Exercise :: Provide only the number of lines in the records below that include "dark".

+++ Data shown +++

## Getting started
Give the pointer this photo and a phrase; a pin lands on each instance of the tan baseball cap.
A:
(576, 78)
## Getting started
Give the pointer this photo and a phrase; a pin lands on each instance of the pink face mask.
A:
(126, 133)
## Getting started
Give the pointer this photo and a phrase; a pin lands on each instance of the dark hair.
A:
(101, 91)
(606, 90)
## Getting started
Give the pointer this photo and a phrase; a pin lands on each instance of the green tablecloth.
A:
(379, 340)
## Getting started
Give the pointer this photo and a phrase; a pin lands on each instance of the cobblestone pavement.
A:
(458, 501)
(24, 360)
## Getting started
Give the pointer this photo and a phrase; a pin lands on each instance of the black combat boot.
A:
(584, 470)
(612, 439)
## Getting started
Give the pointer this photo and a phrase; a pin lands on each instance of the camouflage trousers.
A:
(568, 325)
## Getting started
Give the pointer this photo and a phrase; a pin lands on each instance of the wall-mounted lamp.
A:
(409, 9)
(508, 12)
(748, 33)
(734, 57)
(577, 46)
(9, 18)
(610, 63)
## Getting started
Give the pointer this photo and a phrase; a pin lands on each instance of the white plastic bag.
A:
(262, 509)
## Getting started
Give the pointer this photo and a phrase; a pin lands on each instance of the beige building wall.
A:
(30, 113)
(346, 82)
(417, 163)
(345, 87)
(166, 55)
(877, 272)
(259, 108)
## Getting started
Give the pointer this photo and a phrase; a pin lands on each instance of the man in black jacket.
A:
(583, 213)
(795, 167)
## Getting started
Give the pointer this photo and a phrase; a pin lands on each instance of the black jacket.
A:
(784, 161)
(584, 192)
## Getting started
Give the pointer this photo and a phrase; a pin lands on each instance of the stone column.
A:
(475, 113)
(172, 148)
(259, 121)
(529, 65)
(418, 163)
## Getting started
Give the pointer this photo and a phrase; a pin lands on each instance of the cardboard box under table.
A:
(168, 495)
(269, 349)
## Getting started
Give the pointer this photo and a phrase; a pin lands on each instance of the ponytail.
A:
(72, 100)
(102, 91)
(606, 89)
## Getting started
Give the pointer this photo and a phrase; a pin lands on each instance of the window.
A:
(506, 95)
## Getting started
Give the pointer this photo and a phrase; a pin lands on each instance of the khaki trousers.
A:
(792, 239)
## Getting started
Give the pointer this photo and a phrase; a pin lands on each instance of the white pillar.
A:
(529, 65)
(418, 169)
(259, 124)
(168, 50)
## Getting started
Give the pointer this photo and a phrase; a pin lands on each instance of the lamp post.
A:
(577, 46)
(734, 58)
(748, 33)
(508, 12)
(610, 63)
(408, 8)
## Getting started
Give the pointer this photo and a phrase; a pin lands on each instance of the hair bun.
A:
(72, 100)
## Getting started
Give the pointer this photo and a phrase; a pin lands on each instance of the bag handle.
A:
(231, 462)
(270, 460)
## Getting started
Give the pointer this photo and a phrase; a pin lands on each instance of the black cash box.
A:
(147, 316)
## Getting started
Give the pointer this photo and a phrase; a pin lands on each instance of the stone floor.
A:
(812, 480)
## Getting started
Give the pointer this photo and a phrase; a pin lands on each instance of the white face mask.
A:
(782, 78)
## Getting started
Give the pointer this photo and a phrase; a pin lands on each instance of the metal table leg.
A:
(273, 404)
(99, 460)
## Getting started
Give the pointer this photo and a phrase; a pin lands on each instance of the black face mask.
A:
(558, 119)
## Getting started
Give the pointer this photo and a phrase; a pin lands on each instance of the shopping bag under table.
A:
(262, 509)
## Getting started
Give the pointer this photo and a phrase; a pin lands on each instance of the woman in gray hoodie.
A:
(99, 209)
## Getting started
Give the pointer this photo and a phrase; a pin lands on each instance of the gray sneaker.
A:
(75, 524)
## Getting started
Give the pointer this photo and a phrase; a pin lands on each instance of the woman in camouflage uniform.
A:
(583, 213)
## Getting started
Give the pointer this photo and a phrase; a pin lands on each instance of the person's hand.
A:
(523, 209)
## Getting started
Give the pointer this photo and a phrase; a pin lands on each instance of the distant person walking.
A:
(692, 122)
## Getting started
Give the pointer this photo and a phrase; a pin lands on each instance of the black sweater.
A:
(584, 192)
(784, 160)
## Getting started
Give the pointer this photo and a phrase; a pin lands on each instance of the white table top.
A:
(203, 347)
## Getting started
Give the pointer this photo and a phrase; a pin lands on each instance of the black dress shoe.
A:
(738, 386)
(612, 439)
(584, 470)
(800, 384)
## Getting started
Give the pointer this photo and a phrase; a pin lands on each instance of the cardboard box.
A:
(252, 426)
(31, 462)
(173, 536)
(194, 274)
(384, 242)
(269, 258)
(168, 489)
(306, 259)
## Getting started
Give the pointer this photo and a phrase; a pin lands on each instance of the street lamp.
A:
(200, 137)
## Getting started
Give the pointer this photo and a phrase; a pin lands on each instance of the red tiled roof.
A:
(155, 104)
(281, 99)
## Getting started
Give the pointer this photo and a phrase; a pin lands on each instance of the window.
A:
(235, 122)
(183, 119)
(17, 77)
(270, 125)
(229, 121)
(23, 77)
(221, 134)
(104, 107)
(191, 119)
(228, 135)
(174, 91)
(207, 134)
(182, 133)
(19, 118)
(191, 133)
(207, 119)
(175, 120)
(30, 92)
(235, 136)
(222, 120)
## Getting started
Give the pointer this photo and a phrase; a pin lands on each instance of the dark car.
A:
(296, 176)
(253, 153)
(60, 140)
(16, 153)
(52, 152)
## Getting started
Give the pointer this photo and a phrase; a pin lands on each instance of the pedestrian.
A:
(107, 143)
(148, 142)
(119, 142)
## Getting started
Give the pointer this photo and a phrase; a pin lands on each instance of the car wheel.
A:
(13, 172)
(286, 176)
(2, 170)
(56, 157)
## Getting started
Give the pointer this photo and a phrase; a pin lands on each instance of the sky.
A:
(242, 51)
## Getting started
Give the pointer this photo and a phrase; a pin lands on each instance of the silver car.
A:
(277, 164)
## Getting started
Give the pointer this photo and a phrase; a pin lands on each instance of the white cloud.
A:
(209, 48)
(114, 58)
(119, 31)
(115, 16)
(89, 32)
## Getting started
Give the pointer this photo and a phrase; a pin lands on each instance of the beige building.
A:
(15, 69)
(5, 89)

+++

Answer to this task :: 2